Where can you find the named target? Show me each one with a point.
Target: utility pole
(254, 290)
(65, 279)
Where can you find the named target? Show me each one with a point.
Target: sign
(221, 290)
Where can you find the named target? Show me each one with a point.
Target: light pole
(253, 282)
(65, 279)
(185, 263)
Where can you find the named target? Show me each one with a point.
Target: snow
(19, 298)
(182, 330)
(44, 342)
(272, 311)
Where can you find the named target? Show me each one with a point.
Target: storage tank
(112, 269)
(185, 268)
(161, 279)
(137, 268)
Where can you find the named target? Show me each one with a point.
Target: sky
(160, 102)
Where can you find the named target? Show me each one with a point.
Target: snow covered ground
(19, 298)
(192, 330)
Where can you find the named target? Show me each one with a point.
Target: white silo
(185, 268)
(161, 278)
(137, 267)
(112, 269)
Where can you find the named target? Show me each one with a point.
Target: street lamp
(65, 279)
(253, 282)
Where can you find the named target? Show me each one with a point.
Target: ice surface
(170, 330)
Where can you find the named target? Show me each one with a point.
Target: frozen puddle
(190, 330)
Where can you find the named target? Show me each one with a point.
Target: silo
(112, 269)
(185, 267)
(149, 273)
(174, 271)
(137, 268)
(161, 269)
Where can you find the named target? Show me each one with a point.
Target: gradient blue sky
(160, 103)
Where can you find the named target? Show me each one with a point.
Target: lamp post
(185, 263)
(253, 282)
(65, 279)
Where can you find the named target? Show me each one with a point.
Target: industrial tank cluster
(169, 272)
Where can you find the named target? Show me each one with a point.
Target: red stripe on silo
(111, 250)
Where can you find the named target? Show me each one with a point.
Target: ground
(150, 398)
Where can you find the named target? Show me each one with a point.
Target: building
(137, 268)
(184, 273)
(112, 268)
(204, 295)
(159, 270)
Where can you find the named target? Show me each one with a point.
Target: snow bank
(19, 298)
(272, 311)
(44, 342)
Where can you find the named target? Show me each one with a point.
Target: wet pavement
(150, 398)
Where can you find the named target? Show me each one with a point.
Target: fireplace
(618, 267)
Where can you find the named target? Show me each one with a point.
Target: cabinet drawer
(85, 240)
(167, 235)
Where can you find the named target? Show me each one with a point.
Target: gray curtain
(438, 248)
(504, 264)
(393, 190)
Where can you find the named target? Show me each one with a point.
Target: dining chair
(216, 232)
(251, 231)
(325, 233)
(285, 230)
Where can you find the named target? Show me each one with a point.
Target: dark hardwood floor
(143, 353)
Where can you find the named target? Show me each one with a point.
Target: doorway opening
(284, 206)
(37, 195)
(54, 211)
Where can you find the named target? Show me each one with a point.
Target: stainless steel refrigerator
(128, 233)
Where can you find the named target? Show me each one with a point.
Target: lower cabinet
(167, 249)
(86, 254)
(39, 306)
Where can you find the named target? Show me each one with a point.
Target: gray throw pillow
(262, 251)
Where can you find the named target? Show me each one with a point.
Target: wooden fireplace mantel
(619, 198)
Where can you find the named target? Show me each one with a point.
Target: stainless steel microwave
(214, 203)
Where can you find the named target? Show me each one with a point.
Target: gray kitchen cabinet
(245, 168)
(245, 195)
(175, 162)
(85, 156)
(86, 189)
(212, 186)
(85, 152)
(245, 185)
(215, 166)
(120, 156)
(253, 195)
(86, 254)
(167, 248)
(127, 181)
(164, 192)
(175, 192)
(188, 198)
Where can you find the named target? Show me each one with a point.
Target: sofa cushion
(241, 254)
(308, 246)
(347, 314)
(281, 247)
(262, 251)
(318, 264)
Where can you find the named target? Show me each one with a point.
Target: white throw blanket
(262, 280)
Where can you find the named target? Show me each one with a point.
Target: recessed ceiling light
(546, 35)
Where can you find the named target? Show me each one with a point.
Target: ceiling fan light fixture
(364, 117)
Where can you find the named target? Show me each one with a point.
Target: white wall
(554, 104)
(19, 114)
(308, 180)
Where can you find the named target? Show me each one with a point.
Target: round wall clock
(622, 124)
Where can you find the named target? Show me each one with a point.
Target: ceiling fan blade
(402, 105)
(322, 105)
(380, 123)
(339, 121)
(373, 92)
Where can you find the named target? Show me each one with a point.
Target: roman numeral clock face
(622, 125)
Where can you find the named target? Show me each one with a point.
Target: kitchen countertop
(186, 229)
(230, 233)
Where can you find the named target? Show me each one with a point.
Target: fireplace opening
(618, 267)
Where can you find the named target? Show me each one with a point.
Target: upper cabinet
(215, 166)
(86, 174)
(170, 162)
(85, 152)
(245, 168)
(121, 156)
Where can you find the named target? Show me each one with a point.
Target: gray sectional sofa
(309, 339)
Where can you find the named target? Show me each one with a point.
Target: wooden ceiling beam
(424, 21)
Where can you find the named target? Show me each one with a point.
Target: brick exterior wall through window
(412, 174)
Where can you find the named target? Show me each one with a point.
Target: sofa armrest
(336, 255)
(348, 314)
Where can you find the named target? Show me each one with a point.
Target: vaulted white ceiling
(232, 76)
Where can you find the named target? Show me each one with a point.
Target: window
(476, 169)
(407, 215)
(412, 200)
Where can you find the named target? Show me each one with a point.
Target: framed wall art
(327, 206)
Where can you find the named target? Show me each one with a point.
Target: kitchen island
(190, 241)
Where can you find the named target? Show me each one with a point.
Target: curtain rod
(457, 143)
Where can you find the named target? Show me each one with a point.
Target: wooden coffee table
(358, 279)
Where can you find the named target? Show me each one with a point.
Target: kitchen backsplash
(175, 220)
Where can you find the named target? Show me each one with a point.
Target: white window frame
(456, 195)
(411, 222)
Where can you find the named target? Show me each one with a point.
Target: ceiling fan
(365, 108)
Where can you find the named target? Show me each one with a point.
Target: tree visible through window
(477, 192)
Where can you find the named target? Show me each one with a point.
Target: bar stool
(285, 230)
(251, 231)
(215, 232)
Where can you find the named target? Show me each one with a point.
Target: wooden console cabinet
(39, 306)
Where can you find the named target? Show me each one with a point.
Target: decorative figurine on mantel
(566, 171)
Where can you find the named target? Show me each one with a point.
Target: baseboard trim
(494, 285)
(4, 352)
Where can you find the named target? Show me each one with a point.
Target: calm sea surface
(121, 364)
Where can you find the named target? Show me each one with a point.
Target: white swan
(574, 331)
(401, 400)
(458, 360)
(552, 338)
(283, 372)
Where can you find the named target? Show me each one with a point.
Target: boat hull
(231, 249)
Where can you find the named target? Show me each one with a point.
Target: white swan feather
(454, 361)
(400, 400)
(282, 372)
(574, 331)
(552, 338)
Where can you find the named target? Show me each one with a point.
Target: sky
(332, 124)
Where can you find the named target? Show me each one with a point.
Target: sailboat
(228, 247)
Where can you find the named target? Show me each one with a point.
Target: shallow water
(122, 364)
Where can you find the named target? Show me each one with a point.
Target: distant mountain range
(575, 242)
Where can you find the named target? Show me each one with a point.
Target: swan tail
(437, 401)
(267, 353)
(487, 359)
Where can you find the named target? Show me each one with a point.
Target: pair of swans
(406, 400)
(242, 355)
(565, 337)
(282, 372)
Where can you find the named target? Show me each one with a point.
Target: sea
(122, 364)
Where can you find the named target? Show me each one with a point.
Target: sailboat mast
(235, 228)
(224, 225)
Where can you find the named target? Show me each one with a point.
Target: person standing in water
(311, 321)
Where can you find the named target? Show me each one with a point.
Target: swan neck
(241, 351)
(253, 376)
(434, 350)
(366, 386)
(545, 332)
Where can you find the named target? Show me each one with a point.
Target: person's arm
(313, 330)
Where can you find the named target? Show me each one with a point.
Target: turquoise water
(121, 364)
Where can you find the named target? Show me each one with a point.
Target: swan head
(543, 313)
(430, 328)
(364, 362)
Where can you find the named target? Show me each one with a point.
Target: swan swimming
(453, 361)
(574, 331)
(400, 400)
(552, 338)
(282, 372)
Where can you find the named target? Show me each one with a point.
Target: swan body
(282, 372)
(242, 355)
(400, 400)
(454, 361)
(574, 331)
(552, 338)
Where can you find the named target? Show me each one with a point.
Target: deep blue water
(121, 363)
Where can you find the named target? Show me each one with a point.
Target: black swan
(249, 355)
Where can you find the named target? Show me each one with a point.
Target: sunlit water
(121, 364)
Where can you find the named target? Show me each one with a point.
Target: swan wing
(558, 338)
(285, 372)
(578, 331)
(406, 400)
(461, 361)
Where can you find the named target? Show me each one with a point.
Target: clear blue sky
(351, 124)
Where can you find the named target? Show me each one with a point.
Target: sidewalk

* * *

Return the lines from the line containing "Target: deep blue water" to the end of the entries above, exactly as they appear and with no other output.

Output of the task —
Target: deep blue water
(121, 363)
Where can you find the named target? Show me each one with a point.
Target: black swan
(249, 355)
Where can you find the named target? Show me each one with a point.
Target: sunlit water
(121, 364)
Where can you find the named target? Show me each one with a point.
Target: swan wing
(558, 338)
(285, 372)
(578, 331)
(406, 400)
(461, 361)
Where can you find the named target? Show me each one with a point.
Target: clear blue sky
(351, 124)
Where can you find the named target? Show me each one with a point.
Target: sidewalk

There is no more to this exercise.